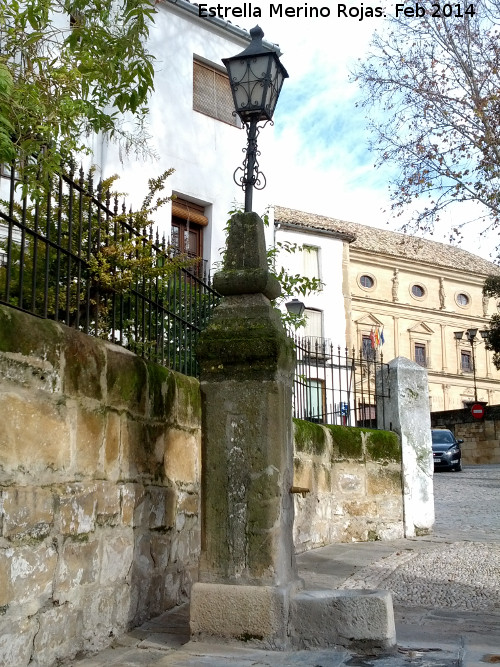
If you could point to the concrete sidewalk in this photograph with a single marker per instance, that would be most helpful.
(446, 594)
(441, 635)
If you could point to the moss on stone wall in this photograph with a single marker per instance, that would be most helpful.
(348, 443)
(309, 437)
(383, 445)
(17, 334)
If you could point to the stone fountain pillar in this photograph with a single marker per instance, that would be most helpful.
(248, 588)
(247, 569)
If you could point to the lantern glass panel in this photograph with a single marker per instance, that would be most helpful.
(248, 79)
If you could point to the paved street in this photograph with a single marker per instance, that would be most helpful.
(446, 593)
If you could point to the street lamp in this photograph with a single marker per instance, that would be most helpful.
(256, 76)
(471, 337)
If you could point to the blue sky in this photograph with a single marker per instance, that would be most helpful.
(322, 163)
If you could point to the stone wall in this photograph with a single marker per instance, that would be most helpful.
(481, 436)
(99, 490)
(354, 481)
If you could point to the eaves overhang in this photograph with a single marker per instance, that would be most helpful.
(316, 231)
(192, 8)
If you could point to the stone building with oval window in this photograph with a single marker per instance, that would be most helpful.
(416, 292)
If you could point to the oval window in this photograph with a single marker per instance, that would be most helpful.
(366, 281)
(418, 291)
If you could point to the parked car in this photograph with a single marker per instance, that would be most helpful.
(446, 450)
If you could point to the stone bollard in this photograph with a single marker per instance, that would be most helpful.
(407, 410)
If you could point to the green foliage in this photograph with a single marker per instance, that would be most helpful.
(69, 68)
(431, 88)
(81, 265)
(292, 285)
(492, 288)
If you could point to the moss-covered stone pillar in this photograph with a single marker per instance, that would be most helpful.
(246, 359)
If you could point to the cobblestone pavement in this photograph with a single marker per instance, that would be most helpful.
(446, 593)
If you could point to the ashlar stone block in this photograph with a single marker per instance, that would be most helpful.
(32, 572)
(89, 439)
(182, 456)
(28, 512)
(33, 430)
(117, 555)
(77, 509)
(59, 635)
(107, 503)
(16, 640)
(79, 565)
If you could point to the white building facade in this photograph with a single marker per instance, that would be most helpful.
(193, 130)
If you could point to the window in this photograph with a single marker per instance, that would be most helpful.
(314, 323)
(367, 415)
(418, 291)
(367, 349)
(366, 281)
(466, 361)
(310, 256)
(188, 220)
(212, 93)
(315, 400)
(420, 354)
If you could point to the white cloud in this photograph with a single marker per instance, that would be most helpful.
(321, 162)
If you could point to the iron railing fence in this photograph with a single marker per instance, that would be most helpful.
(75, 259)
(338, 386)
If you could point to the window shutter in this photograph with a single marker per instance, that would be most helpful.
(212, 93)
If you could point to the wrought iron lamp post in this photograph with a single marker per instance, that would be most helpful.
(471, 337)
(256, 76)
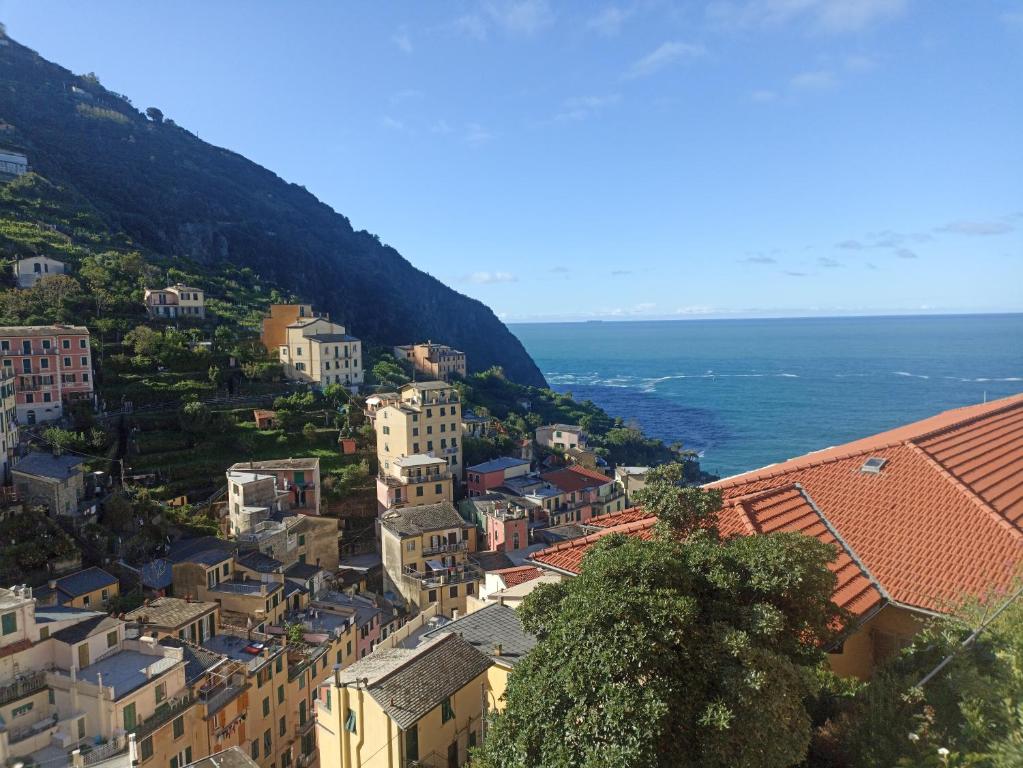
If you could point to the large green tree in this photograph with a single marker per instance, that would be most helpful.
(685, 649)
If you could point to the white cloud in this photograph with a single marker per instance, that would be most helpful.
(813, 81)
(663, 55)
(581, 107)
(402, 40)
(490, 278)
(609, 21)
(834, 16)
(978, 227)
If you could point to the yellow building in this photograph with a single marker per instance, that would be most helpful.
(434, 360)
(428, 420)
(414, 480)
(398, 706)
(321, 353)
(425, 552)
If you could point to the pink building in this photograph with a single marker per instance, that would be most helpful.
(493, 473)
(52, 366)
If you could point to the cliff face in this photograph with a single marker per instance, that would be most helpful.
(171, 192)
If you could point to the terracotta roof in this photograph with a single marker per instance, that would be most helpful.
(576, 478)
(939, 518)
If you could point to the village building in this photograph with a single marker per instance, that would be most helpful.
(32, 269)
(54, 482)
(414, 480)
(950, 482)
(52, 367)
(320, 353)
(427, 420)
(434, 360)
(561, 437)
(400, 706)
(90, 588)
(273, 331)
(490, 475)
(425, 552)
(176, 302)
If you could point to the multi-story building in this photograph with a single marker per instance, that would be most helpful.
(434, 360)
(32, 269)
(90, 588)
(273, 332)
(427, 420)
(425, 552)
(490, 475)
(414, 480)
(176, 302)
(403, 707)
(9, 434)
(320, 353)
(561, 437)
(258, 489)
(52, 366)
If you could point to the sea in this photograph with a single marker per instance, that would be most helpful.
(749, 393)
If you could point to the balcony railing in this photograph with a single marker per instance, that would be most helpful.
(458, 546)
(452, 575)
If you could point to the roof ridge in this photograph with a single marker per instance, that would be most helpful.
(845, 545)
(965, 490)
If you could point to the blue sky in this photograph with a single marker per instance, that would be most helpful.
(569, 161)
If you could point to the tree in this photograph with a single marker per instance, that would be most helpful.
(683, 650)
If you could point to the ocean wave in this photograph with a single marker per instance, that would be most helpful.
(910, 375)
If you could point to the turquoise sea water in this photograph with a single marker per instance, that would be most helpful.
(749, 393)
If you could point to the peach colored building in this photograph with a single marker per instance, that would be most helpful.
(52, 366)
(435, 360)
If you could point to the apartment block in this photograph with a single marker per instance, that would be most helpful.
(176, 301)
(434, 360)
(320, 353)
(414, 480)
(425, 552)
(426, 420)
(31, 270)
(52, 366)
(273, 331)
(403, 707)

WORK TO BE COMPLETED ▸ The material must be restated verbatim. Its pictures must be omitted.

WORKED SOLUTION ▸
If you could point to the concrete sidewalk in this photograph with a single marker per instance, that would be most helpful.
(446, 594)
(441, 635)
If you could point to the moss on stone wall in this photograph with a single marker per instance, that would be most helpful.
(348, 443)
(309, 437)
(383, 445)
(17, 334)
If you could point to the stone fountain pillar in this photograph with a single marker per instance, that would be most helpful.
(248, 588)
(247, 569)
If you could point to the lantern glass panel in this photograph with a single marker per instance, that would be most helpful.
(248, 79)
If you could point to the paved street in this photograph with a single marker per instance, that would be most helpful.
(446, 593)
If you could point to the street lamp in this photograph with a single marker per instance, that would be most helpful.
(256, 76)
(471, 337)
If you could point to the blue sky in this photograph with a single marker per instance, that would be most helpful.
(322, 163)
If you could point to the stone wall in this photograph with a single marker per instance, that would be most helpful.
(481, 436)
(99, 490)
(354, 481)
If you could point to the eaves overhang in this photograph with a single marker per instance, that would be most helpful.
(316, 231)
(192, 8)
If you could point to the stone building with oval window in this photograph with a single marker per instance, that would be most helpful.
(416, 292)
If you could point to the oval window in this photograph with a single marker per instance, that would be most helpful.
(366, 281)
(418, 291)
If you could point to the parked car in this photograph with a single marker per instance, that would be most helpful.
(446, 450)
If you could point to the stone bollard in this photograph with a single marker per instance, that would be most helpful.
(407, 410)
If you could point to the green foliage in this photograph with a single marker per instance, that would be most helpful.
(69, 68)
(431, 88)
(81, 265)
(292, 285)
(492, 288)
If you could point to the moss-covered stone pillar in this photograph with a single marker per instance, that would be most helpful.
(246, 359)
If you could point to the cobblestone pavement in this photograph with a single marker per instance, that would be most helpful.
(446, 593)
If you could point to the ashlar stone block in this photograph with a single marker per instance, that would be most helpful.
(32, 572)
(89, 439)
(182, 456)
(28, 512)
(33, 430)
(117, 555)
(77, 509)
(59, 635)
(107, 503)
(16, 640)
(79, 565)
If you could point to the white building facade in this photograph with a single marker per instance, that would be most helpful.
(193, 130)
If you could point to the window in this photograph with a single marker per instance, that would be most helpful.
(314, 323)
(367, 415)
(418, 291)
(367, 349)
(366, 281)
(466, 361)
(310, 256)
(188, 220)
(212, 93)
(315, 400)
(420, 354)
If you could point to the white cloud in this photograph with a single marker per instance, that would be most helpful.
(321, 162)
If you could point to the iron railing fence in this photograph with a single marker per instance, that would be most helpful.
(75, 259)
(338, 386)
If you could point to the window shutter in this photograph with a single marker per instance, that would be most helpful.
(212, 93)
If you could point to the wrought iron lamp post in this photograph with a single marker per instance, that would be most helpful.
(471, 337)
(256, 76)
If you could point to the large green tree in this photograph with a single marker per instance, that would be most helpful.
(685, 649)
If you could point to the white cloud in this photograph with a single marker per instance, that would be most helpful.
(813, 81)
(663, 55)
(581, 107)
(402, 40)
(490, 278)
(609, 21)
(834, 16)
(978, 227)
If you could point to the yellow building in this photograph with a single marker per instance, that would be most helpful.
(434, 360)
(428, 420)
(414, 480)
(398, 706)
(321, 353)
(425, 552)
If you could point to the pink building in this photograph with a single marker per instance, that would be most helpful.
(493, 473)
(52, 366)
If you could point to the cliff face in this photograph with a single marker per instance, that would be most helpful.
(171, 192)
If you could point to the terracotta roof in this photograph with a single marker per instance, that would be most helpful.
(576, 478)
(939, 518)
If you could point to the village building in this photograph with a single marker per instance, that would be most helpful.
(32, 269)
(54, 482)
(414, 480)
(950, 482)
(52, 367)
(320, 353)
(427, 420)
(434, 360)
(561, 437)
(400, 706)
(90, 588)
(273, 331)
(490, 475)
(425, 552)
(176, 302)
If you could point to the multi-story building in this photograph with a single marker per instance, that would be most helpful.
(434, 360)
(32, 269)
(90, 588)
(273, 332)
(427, 420)
(425, 552)
(490, 475)
(414, 480)
(176, 302)
(403, 707)
(9, 434)
(320, 353)
(561, 437)
(258, 489)
(52, 366)
If you could point to the sea in this photograph with a single marker per instance, that would be most helpful.
(749, 393)
If you could point to the balcony railing in this photograph with a single marker per instance, that would be most helpful.
(458, 546)
(452, 575)
If you could point to the roof ridge in this photograph with a single marker per instance, that would be most helpful.
(845, 545)
(965, 490)
If you could point to the blue sky in this photograph with a single marker per instance, that would be most helpful.
(569, 161)
If you could point to the tree in this photograph with a single marker per instance, that would be most helpful.
(683, 650)
If you could point to the ocean wave in this photograph with a single marker per instance, that would be most helpful.
(910, 375)
If you could point to the turquoise sea water in this photograph with a single marker per instance, that would be most helpful.
(749, 393)
If you could point to the peach colored building in this photograph with a single marker per instance, that would be most helpful.
(52, 366)
(435, 360)
If you could point to the apartment block in this photograph with a single marker per instance, that would be most helpful.
(176, 301)
(434, 360)
(320, 353)
(414, 480)
(425, 552)
(426, 420)
(31, 270)
(52, 366)
(273, 331)
(403, 707)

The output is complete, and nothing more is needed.